• _INSTRUCTIONS TO FOLLOW_: Reproduce the listing below line for line, with no changes.
::: STORED ROWS :::
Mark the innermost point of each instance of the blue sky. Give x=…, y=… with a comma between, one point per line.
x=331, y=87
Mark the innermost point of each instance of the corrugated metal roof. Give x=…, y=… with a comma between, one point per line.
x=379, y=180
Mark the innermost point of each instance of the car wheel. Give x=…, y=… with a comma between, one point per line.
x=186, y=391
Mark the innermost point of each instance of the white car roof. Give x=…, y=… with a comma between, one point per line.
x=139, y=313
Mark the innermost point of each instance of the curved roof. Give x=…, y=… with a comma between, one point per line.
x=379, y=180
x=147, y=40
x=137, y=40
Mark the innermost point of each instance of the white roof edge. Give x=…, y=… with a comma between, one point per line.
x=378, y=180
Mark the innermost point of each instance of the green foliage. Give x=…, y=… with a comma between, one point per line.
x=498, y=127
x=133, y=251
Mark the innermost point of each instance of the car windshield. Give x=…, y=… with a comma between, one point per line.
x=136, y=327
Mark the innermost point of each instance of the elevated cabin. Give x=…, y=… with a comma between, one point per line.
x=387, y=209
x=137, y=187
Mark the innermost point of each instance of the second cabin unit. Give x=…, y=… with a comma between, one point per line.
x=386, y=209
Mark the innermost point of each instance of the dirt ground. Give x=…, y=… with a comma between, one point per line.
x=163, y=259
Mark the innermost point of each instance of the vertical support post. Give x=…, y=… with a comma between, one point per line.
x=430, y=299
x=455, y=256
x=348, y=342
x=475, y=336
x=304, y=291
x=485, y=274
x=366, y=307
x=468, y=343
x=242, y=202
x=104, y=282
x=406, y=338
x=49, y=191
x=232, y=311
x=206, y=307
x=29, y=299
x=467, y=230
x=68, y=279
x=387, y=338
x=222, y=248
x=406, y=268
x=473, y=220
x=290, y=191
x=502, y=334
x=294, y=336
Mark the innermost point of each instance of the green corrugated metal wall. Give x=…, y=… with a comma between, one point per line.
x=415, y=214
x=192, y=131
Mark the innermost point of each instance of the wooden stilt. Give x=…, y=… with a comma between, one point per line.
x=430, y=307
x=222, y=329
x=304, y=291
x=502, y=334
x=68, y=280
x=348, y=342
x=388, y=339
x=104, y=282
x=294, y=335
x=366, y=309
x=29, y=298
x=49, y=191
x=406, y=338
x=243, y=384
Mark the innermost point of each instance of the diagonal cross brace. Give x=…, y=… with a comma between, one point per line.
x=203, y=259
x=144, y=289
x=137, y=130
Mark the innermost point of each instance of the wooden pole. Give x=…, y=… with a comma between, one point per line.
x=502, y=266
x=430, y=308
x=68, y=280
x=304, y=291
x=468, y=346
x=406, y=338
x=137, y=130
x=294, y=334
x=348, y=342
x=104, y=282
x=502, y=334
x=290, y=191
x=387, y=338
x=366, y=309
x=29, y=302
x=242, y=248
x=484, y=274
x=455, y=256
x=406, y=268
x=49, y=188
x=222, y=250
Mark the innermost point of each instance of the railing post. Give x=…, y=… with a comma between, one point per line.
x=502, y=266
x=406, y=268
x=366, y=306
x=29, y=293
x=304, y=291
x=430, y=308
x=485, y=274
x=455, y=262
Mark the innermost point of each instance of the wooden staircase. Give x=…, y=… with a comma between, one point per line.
:::
• _WRITTEN REPLY_:
Mark the innermost point of each instance of the blue sky. Give x=…, y=… with a comma between, one point per line.
x=331, y=87
Mark the innermost point of each instance of the corrugated metal roof. Give x=…, y=… with a comma between, one point per line.
x=379, y=180
Mark the innermost point of each instance of the car wheel. Give x=…, y=… with a comma between, one point per line.
x=186, y=391
Mark the innermost point of each instance of the white car roof. Give x=…, y=… with a comma between, one point per line.
x=139, y=313
Mark the innermost point of each instance of the curved roof. Give x=…, y=… with a comma between, one point per line.
x=379, y=180
x=147, y=40
x=137, y=40
Mark the innermost point of each instance of the white roof edge. Give x=…, y=… with a comma between, one point per line.
x=378, y=180
Mark the innermost point of each instance of the green foliage. Give x=…, y=… with a comma between, one point per line.
x=498, y=127
x=133, y=251
Mark the innermost point of each instance of the car windshield. Give x=…, y=… with a comma between, one point per line.
x=136, y=327
Mark the innermost point of each instance of the elevated cabin. Give x=…, y=… with a comma between, one point per line.
x=387, y=209
x=137, y=187
Mark the innermost point of each instance of the second cabin unit. Give x=…, y=… with a comma between, one point per line.
x=386, y=209
Mark the innermost point of each instance of the dirt ground. Give x=…, y=… with a comma between, one point per line.
x=163, y=259
Mark the innermost point of each instance of the vertical support post. Give x=…, y=… with a comma between, one point per line.
x=430, y=299
x=455, y=256
x=348, y=342
x=475, y=336
x=304, y=291
x=485, y=274
x=366, y=307
x=468, y=343
x=242, y=202
x=104, y=282
x=406, y=338
x=49, y=191
x=232, y=311
x=206, y=307
x=29, y=299
x=467, y=230
x=68, y=279
x=387, y=338
x=222, y=248
x=406, y=268
x=473, y=220
x=290, y=191
x=502, y=334
x=294, y=336
Mark the innermost point of each instance of the green corrugated metal wall. Give x=…, y=… with a comma between, one point per line.
x=415, y=214
x=192, y=131
Mark the innermost point of each instance of the wooden stilt. Give x=…, y=… with a comma between, one point per line.
x=430, y=307
x=222, y=329
x=304, y=291
x=502, y=334
x=68, y=280
x=348, y=342
x=388, y=339
x=104, y=282
x=294, y=335
x=366, y=309
x=29, y=298
x=49, y=191
x=406, y=338
x=243, y=384
Mark the innermost point of each instance of the diagonal cross brace. Give x=…, y=… with a comma between, one point per line.
x=203, y=259
x=144, y=289
x=137, y=130
Mark the innermost point of each instance of the wooden pole. Give x=…, y=… with a comma between, one point per line.
x=502, y=266
x=430, y=308
x=68, y=280
x=304, y=291
x=468, y=346
x=406, y=338
x=137, y=130
x=294, y=334
x=348, y=342
x=104, y=282
x=502, y=334
x=290, y=191
x=387, y=338
x=366, y=309
x=29, y=302
x=242, y=248
x=484, y=274
x=455, y=256
x=406, y=268
x=49, y=188
x=222, y=250
Mark the innermost point of each instance of the railing post. Give x=…, y=… with a comma between, one point per line.
x=502, y=266
x=406, y=268
x=366, y=306
x=29, y=293
x=304, y=291
x=430, y=308
x=485, y=274
x=455, y=262
Mark the innermost point of each instance of the wooden staircase. Give x=…, y=… with a comma between, one point per line.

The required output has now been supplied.